The Argentine Orchestra of Indigenous Instruments and New Technologies is a collective of performers and composers who discover and revive the artistic and spiritual tradition of performing on South and Central American instruments. In addition to fostering performance practice on mostly forgotten musical instruments, the musicians build upon the tradition, linking traditional instruments with electronics, composing new works and sharing their insights at concerts, presentations and workshops for children and adults, which also spread to the academic level. They have received special recognition for their work from the International Music Council.

The artists will present their work on two consecutive evenings this year at the Radio Nights in Old Ljubljana, organized by Imago Sloveniae and Radio Slovenia Ars programme – on Thursday 23 August with the RTV Slovenia Symphony Orchestra, and the next day, 24 August, at an independent concert. Their guest performances in Ljubljana represent an important milestone in the activities of the Orchestra of Indigenous Instruments and New Technologies, as it is the first time that the ensemble has presented repertoire for traditional instruments and symphony orchestra outside Argentina. For this occasion, the ensemble will bring with them an extensive collection of indigenous instruments, masks and other traditional ritual objects, together weighing around 700 kilos! These instruments and masks are the result of their many years of researching the cultures of the Amazon, the Andes, the Patagonia, the Maya, the Inca and the Aztecs.

#### Extracted information

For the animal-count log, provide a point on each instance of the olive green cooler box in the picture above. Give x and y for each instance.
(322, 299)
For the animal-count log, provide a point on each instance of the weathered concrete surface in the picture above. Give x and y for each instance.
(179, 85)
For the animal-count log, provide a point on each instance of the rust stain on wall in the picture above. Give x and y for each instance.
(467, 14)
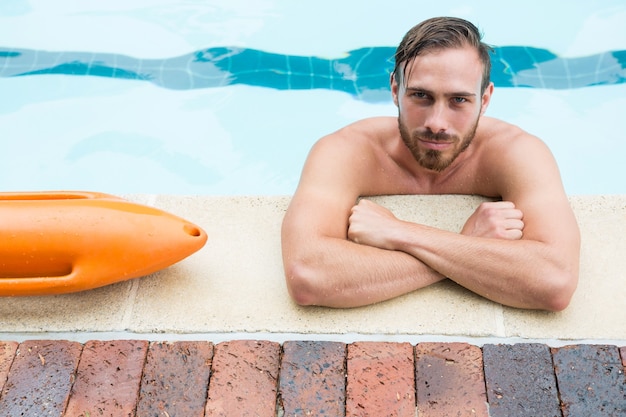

#### Requests
a – Using the text on the orchestra, decide whether each statement agrees with it, answering yes or no and quoting the words that settle the matter. (i) The ensemble will appear in Ljubljana on two consecutive evenings. (ii) The instruments, masks and ritual objects the ensemble brings weigh around 700 kilos together. (iii) The ensemble has already presented repertoire for traditional instruments and symphony orchestra outside Argentina before.
b – Rewrite the entries from the line with "of the rust" through the end of the entries, changing "rust stain" to "water stain" and keeping everything else the same. Leave the pictures out of your answer.

#### The results
a –
(i) Yes: "on two consecutive evenings this year at the Radio Nights in Old Ljubljana"
(ii) Yes: "together weighing around 700 kilos!"
(iii) No: "it is the first time that the ensemble has presented repertoire for traditional instruments and symphony orchestra outside Argentina"

b –
For the animal-count log, provide a point on each instance of the water stain on wall in the picture above. Give x and y for each instance.
(467, 14)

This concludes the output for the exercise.